[Stored items]

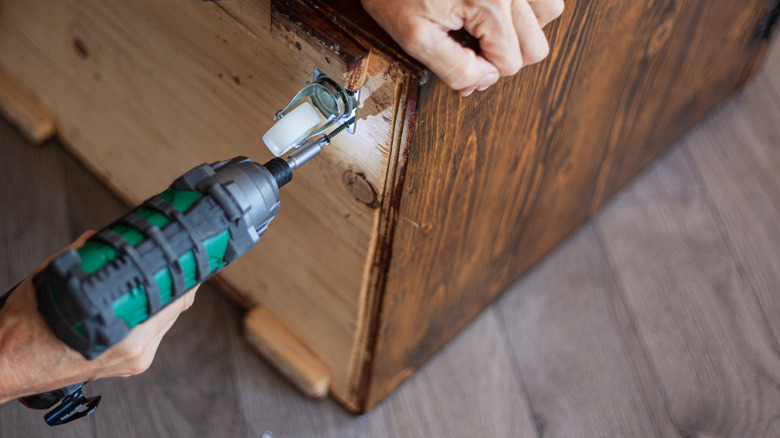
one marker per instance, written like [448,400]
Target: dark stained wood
[529,315]
[469,390]
[495,181]
[338,54]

_OBJECTIVE_
Switch "marker" to "point" throughout the rows above and write out their lines again with nothing else changed. Leave the pictures out.

_THE SOLUTION_
one point per instance, written like [448,400]
Target: dark stained wood
[529,315]
[469,390]
[495,181]
[338,54]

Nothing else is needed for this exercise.